**Excerpt provided:**
Other “pill mill” scams described in the report were far less elaborate: Dr. Michael Lam, operating out of a spare office in Fort Lee, spent his days writing thousands of Oxycodone prescriptions for a fee of $130 each. Known as the “candy man,” Lam had built a client base reaching as far south as Ocean County by the time Fort Lee police arrested him in 2010.

Another Fort Lee pill mill, shut down by police last year, was operated by Dr. Kamil Mustafa and his partner, Joseph Gianetti, a former chiropractor who lost his license following a conviction for insurance fraud and who had once borrowed $100,000 from a loan shark with ties to the Genovese crime family.

The report also describes how a pill addiction can often tip over into heroin abuse. The drug, chemically similar to Oxycodone and other opiate-based medications, offers an even more powerful high than painkillers, and at a much lower price: a dose costs about as much as a pack of cigarettes, the report states.

**Instructions for the task:** Summarize the pill mill excerpt above in two sentences.

Data items:

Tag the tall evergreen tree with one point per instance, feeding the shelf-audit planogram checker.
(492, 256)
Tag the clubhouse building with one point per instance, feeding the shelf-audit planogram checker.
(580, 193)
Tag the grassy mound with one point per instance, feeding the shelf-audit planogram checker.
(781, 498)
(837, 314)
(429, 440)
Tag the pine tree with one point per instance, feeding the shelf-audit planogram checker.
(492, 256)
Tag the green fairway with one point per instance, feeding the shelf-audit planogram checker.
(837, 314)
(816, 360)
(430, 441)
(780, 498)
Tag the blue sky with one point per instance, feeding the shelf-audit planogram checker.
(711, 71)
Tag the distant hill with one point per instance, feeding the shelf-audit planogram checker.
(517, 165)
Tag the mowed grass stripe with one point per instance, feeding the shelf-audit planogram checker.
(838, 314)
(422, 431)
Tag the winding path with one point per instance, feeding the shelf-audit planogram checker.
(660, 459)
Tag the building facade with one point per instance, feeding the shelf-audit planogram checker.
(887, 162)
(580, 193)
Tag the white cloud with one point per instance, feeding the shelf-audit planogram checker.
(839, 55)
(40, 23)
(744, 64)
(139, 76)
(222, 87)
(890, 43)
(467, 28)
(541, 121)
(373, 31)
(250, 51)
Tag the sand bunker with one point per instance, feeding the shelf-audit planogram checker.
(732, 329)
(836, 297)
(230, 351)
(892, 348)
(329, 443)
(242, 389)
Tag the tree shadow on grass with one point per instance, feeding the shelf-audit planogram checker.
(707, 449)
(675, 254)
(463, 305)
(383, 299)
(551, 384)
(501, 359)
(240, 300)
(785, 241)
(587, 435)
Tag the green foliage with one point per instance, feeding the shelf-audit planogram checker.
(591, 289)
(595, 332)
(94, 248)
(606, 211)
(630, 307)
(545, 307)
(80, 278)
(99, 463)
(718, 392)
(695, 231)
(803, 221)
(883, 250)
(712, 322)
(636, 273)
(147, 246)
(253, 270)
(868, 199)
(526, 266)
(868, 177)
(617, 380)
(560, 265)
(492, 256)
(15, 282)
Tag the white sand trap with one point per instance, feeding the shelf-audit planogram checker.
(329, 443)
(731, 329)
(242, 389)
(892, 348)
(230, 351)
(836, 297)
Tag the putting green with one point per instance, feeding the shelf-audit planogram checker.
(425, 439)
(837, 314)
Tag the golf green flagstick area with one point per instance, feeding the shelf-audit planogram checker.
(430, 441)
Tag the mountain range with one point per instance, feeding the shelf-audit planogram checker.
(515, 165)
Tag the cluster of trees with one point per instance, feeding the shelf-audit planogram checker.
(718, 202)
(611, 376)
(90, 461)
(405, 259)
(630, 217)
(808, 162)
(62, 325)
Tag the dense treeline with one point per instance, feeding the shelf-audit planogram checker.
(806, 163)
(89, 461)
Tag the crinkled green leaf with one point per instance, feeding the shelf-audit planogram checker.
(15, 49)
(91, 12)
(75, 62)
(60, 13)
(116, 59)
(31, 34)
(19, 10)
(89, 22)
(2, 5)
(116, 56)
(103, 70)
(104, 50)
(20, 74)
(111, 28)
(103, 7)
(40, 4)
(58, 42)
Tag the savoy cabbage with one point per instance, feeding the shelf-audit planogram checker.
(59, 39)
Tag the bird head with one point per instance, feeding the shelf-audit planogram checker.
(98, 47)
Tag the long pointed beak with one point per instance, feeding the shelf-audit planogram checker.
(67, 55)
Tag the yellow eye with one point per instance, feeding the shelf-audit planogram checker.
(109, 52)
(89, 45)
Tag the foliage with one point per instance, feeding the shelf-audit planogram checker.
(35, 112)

**Task result:** The report describes Fort Lee pill mills, including one where Dr. Michael Lam, known as the "candy man," wrote thousands of Oxycodone prescriptions at $130 each before his 2010 arrest, and another run by Dr. Kamil Mustafa and Joseph Gianetti that police shut down last year. It also explains how pill addiction can tip over into heroin abuse, since heroin is chemically similar to Oxycodone, gives a more powerful high, and costs about as much per dose as a pack of cigarettes.